Yang Diperlukan → Salin setiap baris pada data di bawah yang memuat kata "frame". Huruf besar dan kecil dibedakan.

Data Tersedia →
:::::

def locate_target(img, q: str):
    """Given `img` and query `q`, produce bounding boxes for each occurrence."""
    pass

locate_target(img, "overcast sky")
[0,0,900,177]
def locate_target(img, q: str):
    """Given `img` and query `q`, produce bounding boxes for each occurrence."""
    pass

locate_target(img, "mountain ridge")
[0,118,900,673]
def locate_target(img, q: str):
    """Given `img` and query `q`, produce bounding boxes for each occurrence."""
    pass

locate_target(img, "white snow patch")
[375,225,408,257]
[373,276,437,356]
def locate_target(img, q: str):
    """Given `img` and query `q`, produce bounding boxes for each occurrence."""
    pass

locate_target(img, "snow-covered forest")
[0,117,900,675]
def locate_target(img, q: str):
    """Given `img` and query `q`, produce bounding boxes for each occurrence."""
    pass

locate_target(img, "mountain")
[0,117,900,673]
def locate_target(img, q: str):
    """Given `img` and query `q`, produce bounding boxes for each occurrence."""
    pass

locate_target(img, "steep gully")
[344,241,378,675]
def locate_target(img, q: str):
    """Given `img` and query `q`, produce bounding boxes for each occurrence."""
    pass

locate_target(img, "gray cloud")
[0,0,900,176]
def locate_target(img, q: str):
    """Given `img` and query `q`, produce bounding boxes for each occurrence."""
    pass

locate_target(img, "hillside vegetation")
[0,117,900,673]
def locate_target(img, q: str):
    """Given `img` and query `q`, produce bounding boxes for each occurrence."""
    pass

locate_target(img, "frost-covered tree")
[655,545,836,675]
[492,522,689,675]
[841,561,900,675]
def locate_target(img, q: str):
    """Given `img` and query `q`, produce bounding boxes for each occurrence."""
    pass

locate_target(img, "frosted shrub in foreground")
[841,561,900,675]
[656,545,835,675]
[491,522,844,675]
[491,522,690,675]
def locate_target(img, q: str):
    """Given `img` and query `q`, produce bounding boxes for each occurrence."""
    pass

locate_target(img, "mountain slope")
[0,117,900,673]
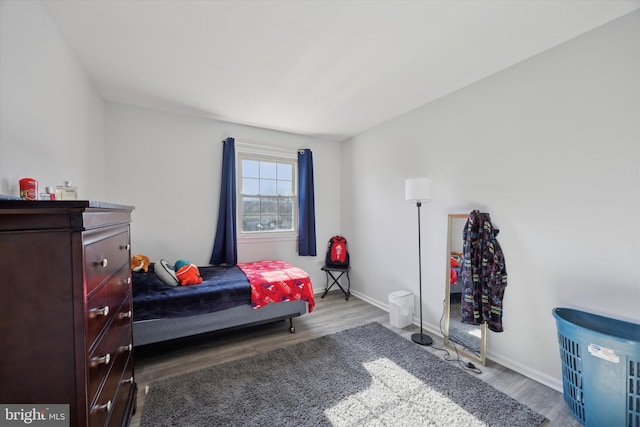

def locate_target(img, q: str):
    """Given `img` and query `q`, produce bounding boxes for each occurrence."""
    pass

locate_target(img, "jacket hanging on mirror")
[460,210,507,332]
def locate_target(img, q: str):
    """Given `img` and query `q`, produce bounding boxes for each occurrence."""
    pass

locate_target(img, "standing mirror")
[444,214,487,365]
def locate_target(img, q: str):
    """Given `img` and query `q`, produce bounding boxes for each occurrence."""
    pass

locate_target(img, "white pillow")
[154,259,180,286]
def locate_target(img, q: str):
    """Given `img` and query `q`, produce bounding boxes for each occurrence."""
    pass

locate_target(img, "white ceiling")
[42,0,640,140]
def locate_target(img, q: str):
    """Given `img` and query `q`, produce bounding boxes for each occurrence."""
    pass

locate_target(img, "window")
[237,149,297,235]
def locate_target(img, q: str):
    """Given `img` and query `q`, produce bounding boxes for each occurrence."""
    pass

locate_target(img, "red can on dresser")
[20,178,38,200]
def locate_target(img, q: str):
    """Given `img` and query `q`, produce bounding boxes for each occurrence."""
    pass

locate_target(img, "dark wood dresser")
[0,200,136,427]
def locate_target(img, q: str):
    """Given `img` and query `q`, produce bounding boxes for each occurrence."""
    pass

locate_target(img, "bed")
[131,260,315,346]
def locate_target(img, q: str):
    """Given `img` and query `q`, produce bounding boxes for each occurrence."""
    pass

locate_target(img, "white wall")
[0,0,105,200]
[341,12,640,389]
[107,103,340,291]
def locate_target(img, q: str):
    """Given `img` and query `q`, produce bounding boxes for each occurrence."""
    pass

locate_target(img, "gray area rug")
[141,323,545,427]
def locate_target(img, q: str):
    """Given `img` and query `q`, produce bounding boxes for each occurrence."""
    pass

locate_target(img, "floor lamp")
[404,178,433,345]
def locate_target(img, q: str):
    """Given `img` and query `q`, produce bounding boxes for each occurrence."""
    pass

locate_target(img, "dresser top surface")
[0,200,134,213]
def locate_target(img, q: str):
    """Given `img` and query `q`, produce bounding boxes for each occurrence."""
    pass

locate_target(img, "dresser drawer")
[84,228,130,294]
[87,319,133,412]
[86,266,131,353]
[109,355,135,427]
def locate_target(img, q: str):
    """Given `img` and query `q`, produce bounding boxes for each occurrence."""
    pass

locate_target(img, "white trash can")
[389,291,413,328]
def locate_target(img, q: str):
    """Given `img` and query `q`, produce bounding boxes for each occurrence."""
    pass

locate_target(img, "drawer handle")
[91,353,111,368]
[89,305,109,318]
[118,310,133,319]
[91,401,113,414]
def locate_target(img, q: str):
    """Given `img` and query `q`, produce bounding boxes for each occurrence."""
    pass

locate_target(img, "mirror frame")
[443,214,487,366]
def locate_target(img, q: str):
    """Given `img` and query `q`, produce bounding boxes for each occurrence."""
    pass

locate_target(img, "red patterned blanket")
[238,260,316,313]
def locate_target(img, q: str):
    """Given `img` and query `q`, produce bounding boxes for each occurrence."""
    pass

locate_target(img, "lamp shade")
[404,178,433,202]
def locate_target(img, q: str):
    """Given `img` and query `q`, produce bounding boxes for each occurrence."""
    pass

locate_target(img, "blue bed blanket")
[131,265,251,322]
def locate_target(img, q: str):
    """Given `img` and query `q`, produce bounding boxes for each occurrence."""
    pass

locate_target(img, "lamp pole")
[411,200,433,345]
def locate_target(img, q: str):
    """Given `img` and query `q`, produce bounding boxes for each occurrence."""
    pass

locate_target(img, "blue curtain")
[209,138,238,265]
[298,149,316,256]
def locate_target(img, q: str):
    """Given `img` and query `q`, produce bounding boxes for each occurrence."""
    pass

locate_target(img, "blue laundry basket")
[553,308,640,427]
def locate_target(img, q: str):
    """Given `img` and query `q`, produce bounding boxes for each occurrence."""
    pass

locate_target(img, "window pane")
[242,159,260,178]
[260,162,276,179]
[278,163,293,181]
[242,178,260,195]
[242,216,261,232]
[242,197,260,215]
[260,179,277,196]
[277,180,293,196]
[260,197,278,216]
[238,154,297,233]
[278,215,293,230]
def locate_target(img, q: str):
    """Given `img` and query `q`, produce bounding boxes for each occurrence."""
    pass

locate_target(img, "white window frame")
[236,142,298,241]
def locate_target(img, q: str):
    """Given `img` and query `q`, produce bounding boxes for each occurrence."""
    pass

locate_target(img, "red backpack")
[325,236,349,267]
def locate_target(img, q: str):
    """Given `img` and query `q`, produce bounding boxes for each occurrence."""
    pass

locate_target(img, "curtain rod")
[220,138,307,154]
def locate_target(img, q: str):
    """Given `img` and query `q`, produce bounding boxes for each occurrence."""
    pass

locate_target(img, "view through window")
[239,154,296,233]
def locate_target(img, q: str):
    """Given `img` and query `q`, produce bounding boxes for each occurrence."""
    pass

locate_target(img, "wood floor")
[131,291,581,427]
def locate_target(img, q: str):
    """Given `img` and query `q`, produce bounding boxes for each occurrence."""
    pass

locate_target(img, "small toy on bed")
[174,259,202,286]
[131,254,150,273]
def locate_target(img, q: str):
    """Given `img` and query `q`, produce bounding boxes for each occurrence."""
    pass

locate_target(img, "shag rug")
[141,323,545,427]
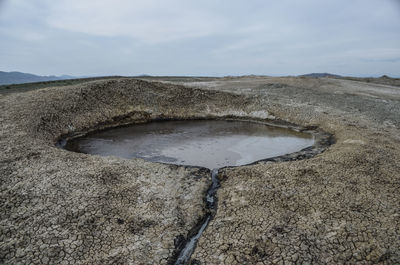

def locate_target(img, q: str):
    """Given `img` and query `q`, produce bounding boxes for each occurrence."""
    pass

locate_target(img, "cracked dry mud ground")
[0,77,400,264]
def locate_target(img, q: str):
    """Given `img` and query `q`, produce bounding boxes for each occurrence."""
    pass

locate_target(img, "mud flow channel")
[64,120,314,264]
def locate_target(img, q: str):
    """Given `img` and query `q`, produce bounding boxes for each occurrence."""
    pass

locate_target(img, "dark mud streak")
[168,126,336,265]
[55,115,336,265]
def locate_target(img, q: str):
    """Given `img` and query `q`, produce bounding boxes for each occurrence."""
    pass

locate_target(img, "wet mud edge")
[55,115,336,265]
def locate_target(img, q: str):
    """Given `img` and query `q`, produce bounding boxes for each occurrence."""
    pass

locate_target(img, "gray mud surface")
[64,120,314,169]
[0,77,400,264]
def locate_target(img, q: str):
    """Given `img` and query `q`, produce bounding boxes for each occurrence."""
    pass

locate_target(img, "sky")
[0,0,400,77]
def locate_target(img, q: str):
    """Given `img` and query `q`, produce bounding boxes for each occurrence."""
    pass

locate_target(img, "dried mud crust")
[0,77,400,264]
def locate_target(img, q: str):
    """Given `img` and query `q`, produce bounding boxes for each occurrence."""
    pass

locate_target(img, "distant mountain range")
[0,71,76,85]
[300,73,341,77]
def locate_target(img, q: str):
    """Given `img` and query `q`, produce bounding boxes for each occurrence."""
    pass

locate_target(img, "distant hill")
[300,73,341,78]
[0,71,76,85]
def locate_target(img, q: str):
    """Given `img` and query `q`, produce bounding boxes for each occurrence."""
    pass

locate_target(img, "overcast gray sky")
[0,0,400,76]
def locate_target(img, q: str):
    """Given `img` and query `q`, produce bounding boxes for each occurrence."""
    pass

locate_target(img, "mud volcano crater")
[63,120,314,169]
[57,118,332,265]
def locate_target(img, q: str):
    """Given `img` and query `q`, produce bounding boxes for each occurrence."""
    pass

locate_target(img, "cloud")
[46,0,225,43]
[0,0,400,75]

:::::

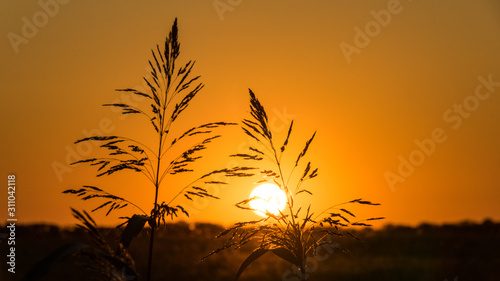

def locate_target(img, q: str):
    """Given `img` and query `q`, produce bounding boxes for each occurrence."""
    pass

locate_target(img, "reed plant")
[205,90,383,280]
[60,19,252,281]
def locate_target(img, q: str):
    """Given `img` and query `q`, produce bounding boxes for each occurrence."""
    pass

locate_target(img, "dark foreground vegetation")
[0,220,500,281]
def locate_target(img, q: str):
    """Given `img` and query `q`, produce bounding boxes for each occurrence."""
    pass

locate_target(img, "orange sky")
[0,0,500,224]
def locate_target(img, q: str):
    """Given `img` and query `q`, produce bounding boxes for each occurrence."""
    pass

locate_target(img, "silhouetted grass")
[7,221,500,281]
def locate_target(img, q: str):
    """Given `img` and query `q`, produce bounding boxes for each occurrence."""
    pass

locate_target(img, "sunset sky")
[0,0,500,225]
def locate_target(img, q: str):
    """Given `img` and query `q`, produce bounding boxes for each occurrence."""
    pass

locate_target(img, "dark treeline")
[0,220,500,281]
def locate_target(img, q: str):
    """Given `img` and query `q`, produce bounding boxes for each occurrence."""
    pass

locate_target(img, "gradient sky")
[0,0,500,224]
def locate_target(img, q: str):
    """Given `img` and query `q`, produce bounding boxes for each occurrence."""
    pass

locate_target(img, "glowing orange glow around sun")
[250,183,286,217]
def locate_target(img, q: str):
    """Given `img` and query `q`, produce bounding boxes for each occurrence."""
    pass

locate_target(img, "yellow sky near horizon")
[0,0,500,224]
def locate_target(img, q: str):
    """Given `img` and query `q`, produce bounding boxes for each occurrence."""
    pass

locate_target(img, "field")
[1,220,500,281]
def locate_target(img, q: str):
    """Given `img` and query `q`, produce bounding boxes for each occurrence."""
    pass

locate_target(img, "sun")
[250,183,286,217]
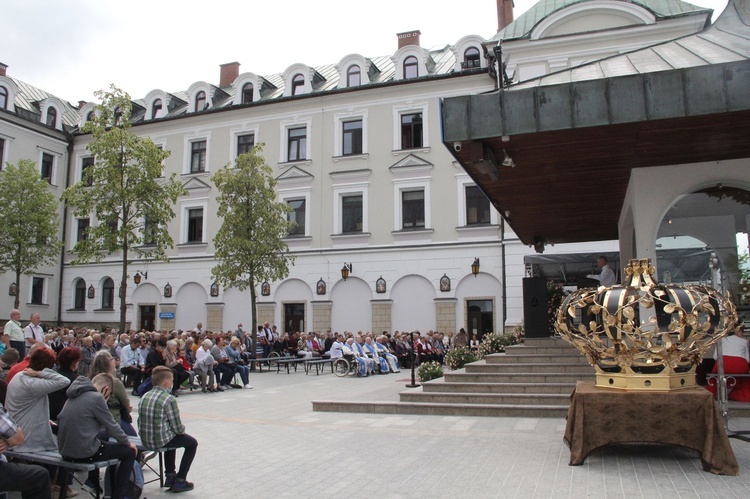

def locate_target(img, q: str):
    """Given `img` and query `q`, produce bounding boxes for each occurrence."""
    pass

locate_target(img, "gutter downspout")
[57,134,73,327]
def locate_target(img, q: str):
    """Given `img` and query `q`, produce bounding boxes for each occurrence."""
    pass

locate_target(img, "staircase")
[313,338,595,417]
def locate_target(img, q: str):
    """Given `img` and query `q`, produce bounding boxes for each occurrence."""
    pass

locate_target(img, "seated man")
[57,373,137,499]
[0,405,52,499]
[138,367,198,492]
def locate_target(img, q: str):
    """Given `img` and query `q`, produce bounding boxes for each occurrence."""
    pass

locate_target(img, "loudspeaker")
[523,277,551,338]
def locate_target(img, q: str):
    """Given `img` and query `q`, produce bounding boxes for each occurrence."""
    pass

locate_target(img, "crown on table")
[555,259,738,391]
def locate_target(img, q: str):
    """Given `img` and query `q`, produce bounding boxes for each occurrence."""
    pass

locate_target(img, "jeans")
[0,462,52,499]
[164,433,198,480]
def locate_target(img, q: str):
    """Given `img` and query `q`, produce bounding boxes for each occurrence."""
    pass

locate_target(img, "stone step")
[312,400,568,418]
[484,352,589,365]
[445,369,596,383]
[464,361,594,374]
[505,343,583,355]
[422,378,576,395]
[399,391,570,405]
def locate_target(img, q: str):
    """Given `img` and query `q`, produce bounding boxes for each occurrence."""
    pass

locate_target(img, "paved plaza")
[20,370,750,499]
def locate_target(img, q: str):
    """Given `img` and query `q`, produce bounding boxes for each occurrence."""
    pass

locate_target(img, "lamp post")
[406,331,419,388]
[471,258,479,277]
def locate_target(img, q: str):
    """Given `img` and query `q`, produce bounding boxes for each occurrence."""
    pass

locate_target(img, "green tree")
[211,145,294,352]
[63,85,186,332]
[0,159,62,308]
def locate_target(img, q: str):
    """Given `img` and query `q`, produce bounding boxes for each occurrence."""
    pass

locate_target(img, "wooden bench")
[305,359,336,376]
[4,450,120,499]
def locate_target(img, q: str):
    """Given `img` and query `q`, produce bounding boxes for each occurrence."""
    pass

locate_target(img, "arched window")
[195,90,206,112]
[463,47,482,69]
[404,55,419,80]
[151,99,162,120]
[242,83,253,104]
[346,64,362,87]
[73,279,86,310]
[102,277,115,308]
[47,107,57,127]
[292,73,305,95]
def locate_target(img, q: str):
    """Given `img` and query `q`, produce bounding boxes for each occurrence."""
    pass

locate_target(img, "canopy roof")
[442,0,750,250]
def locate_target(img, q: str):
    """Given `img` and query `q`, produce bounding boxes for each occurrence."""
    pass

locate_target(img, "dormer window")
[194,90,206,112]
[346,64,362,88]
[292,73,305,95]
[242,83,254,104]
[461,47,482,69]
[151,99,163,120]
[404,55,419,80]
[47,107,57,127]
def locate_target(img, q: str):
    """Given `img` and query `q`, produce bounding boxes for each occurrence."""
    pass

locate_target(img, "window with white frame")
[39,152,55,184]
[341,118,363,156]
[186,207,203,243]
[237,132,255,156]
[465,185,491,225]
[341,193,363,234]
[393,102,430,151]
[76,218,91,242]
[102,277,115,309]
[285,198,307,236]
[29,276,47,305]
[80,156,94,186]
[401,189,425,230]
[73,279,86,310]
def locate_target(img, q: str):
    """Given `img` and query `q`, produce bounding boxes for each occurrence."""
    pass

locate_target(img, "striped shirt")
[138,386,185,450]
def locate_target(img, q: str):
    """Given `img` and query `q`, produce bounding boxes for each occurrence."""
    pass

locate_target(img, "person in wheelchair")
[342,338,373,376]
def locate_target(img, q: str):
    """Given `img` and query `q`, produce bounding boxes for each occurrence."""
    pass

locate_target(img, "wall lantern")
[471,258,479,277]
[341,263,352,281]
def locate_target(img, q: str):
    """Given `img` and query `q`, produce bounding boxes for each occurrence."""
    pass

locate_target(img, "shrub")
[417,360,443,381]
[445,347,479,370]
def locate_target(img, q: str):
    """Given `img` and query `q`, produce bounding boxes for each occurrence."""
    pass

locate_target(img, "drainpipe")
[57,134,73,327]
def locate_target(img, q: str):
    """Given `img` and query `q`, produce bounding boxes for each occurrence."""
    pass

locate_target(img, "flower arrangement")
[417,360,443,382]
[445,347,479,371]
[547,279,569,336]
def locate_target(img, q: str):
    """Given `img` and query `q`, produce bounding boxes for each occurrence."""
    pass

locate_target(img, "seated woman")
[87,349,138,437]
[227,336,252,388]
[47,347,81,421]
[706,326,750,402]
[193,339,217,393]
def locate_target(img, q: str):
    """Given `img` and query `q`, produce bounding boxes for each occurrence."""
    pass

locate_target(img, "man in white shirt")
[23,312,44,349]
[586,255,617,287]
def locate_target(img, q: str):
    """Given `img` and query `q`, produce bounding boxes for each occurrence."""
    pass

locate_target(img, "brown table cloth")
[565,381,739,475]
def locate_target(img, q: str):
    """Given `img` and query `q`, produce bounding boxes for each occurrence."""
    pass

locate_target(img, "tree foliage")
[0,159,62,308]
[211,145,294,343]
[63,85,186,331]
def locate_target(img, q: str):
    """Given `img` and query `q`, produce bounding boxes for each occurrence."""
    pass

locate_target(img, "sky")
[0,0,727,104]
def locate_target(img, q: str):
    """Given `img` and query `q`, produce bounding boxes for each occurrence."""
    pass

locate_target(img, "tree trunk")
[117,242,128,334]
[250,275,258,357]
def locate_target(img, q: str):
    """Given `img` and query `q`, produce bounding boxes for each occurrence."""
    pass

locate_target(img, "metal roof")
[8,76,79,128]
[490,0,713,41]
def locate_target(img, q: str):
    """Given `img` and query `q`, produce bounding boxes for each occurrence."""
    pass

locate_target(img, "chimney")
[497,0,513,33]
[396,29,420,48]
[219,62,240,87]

:::::

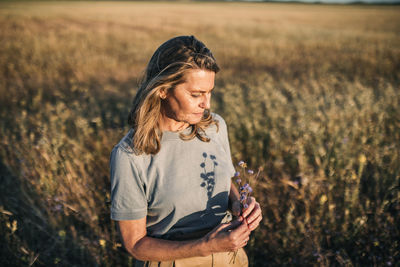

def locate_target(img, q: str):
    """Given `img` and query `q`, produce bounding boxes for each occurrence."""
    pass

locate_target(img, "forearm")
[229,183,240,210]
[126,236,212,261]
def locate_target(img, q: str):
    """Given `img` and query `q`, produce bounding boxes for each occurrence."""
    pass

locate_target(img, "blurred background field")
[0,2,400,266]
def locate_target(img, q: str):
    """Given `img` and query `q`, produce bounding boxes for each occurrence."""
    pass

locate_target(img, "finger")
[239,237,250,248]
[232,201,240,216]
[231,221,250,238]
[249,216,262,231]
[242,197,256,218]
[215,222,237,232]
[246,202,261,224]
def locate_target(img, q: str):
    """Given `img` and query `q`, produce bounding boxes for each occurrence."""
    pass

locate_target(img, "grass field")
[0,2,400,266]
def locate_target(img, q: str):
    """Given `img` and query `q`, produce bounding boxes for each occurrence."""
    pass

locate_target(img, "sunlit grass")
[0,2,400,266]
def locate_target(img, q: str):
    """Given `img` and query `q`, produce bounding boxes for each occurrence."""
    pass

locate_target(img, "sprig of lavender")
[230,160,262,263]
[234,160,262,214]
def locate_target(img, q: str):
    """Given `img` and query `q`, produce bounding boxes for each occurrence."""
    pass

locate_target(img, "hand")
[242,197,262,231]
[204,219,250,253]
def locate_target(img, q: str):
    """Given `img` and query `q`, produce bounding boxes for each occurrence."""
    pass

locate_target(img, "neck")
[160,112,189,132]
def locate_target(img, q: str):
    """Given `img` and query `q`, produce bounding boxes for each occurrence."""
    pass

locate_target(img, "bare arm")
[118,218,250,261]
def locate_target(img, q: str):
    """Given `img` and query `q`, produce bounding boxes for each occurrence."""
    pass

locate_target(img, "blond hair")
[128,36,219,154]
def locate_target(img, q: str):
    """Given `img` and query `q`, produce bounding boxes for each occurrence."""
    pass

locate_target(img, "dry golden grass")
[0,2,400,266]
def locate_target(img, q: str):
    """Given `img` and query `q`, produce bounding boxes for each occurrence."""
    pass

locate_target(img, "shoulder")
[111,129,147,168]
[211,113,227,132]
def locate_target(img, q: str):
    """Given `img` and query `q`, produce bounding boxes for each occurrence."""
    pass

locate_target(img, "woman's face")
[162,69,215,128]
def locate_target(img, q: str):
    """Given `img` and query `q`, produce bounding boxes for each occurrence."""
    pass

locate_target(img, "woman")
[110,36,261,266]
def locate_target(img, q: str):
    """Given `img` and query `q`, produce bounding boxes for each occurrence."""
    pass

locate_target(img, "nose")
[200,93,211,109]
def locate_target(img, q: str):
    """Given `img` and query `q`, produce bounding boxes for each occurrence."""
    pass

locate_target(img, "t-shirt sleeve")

:::::

Penyelesaian Latihan →
locate_target(img, "mirror frame")
locate_target(img, "white window frame")
locate_target(img, "window with white frame")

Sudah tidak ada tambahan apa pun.